### Task a
In the records below, copy the lines from the one with "The endpoint marks every instance of the dark" to the one with "x=291, y=263", both included, with their requests, and increase every coordinate in the answers by 90.
■ ■ ■
Evensong & Benediction Sunday 14 January 2018 | All Saints Margaret Street

Sermon for Evensong & Benediction Sunday 14 January 2018

Sermon preached by Fr Alan Moses, Vicar 

Readings: Isaiah 60.9-22; Hebrews 6.17-7.10 

On the back wall of the church, beneath the Jesse Tree window, are three panels – a memorial to the second Vicar Berdmore Compton. They depict three Old Testament scenes which are seen as ‘types,” or foreshadowings, of the Passion and the Eucharist. 

On the left hand side is the scene referred to in this evening’s reading from Hebrews: the encounter between Abraham and the priest-king, Melchizedek, who offers him bread and wine and blesses him after his victory over the kings. In return, Abraham gives him a tenth of the spoils of victory. 

One commentary I consulted said encouragingly that Hebrews is, with the exception of the Book of Revelation, the most difficult of the New Testament writings to preach on! In fact, it is not a letter, and it was not written by Paul, but a sermon, and no ordinary sermon. It is a highly literary and rhetorical one.  Its sophisticated Greek indicates a writer highly educated in both that language and in the techniques of classical rhetoric. He also knew the Greek translation of the Old Testament in depth, and Jewish techniques of biblical interpretation. He interweaves exposition of biblical texts and exhortation to faith and good actions. Exposition leads into exhortation, and exhortation to further exposition.  

But, for all its sophistication, his basic theological point is simple:  Christ is both the perfect sacrifice for sins and the priest who offers himself as that sacrifice.  

While the author was clearly Jewish, he was convinced that God had done something so dramatically new and significant in the life and death, the resurrection and exaltation of Jesus that the institutions of the Old Covenant were no longer effective.  They, too, were only types and shadows of the realities fulfilled in Christ. 

Hebrews is not an academic theological exercise existing in a vacuum. It is theology with a purpose. The preacher seeks to teach and guide his readers.  These seem to have been Jewish Christians who, after embracing Christianity with enthusiasm, were now wavering and in danger of giving in to discouragement and falling away, in the face of hostility and suffering.  His presentation of Christ’s sacrifice and priesthood is meant to give them the theological framework to put aside their doubts and spiritual sluggishness and to revitalize their Christian faith and practice.
■ ■ ■
### Task b
Condense the paragraph of the sermon that begins "Hebrews is not an academic theological exercise" into a short bulleted list of its main points.
■ ■ ■
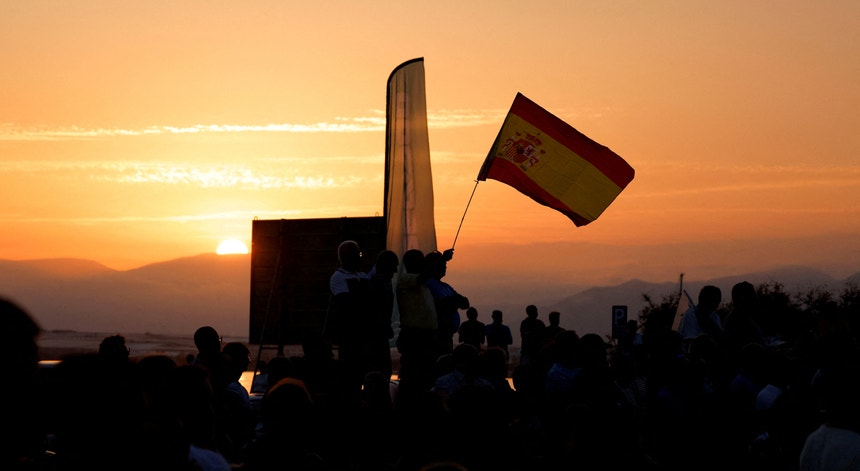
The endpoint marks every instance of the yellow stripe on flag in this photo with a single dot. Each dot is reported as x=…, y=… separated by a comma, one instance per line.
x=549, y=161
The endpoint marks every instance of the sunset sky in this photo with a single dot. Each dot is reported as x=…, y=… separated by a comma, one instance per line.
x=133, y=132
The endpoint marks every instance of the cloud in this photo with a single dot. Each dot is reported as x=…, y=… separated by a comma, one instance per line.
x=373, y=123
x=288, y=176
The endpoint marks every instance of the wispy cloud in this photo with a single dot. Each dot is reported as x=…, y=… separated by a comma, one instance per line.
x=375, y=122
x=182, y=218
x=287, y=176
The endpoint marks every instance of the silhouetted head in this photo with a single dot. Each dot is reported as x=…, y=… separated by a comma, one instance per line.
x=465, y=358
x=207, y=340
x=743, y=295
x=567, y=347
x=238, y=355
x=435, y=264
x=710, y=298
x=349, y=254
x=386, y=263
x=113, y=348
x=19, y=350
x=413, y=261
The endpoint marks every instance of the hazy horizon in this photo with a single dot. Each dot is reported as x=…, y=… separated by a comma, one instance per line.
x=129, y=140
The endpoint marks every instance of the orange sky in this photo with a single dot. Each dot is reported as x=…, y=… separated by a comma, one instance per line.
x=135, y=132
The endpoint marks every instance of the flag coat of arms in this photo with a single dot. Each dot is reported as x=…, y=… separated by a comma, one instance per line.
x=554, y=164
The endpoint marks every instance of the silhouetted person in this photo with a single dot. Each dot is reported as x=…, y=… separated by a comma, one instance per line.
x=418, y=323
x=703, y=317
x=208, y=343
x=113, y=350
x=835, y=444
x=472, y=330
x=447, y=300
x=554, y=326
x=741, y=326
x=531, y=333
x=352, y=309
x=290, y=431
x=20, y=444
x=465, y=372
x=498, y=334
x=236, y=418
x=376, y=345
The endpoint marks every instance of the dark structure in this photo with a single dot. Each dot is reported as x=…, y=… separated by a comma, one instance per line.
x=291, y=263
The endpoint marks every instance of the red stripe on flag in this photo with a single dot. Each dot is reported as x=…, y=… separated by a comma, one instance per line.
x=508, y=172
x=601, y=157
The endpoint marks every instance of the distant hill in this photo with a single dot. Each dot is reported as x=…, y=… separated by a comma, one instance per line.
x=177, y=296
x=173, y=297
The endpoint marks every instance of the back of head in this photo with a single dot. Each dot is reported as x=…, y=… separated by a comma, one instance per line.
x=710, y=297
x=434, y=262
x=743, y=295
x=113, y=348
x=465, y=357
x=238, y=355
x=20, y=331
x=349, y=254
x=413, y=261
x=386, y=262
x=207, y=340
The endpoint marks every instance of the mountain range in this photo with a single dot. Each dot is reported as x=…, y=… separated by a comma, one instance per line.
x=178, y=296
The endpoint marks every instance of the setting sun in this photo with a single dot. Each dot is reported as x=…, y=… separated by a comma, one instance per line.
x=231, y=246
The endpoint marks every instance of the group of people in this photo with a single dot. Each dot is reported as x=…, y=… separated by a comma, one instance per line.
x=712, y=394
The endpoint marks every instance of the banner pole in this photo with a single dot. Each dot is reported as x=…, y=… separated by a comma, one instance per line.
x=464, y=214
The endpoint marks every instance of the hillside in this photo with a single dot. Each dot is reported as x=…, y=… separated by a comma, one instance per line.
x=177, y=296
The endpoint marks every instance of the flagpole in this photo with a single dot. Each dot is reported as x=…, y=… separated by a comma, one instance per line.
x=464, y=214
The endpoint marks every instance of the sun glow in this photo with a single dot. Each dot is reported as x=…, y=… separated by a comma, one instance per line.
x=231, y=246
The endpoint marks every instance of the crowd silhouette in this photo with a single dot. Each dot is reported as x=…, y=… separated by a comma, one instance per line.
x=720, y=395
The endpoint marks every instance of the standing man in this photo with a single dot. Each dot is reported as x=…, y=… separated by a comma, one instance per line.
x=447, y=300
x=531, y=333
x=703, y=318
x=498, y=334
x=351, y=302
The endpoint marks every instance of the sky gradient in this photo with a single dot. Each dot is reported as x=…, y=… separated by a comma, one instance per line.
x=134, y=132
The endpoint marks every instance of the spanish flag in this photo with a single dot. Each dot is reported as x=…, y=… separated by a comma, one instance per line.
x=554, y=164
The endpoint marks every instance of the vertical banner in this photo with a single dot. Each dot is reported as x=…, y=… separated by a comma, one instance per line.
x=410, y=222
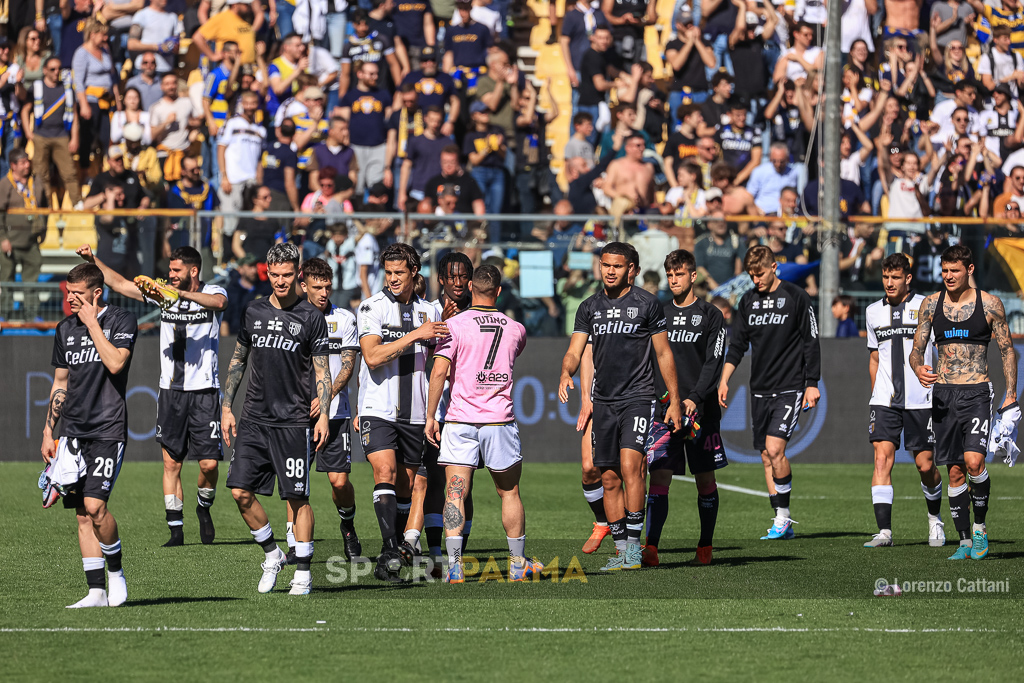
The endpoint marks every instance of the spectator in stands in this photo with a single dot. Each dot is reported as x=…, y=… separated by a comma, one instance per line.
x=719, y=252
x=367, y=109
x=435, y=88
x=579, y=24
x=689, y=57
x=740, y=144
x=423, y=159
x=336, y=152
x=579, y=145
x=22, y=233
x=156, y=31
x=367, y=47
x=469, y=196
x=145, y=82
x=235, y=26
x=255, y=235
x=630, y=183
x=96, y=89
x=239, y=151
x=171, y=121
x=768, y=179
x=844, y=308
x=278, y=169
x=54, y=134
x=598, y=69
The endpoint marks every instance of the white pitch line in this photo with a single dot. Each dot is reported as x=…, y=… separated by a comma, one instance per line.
■ ■ ■
### Final result a
The endpoint marks every instance of the dark structure in this photo with a single dot. Each dot is reported as x=…, y=… separated by a comma, one instance per line.
x=381, y=353

### Final result b
- Hebrews is theology with a purpose, not an academic exercise in a vacuum.
- The preacher aims to teach and guide his readers.
- They seem to have been Jewish Christians who first embraced Christianity with enthusiasm but were now wavering. Facing hostility and suffering, they were in danger of discouragement and falling away.
- His account of Christ's sacrifice and priesthood gives them a theological framework. With it they can put aside doubts and spiritual sluggishness and revitalize their Christian faith and practice.